## Brief
Please give nothing except the number of lines in the records below that include the word "long".
--- Exercise data Enclosed Below ---
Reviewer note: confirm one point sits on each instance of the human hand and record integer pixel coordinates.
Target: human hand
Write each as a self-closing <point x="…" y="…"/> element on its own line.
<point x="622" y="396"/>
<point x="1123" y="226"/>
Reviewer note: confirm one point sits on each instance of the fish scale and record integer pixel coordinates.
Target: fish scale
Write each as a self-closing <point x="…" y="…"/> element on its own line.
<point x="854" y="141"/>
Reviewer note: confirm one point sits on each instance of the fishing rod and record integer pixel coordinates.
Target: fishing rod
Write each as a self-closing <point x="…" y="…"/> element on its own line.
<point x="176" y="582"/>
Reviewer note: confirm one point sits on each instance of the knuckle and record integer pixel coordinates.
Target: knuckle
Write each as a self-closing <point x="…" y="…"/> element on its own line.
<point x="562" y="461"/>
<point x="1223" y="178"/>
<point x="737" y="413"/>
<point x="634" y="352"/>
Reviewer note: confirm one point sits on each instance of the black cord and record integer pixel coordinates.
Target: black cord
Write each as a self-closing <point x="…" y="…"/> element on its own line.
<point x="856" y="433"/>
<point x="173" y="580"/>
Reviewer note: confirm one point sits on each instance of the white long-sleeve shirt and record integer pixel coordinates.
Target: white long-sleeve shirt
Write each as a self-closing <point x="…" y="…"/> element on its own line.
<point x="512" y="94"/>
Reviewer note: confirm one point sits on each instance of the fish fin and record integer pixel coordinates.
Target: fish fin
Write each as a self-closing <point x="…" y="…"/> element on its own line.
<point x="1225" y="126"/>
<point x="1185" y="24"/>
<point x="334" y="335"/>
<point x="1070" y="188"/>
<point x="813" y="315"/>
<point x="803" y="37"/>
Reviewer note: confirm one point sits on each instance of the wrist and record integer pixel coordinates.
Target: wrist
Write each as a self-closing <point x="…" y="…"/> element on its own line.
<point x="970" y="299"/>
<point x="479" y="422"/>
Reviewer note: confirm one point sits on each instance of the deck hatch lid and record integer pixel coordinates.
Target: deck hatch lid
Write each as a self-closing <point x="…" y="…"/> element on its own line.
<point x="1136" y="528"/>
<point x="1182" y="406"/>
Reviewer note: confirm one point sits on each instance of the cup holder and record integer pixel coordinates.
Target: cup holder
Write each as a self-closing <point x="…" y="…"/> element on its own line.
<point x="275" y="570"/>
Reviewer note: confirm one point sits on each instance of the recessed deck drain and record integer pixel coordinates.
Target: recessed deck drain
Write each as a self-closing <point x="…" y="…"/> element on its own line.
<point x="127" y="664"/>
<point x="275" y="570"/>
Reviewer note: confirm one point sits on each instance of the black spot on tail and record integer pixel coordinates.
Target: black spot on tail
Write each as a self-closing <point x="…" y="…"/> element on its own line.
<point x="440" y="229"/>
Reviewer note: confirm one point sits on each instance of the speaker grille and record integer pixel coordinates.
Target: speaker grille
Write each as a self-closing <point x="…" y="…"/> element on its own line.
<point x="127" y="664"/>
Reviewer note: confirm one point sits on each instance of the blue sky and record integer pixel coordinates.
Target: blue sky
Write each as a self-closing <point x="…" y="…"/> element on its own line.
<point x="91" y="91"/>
--- End of Enclosed Exercise data ---
## Response to this task
2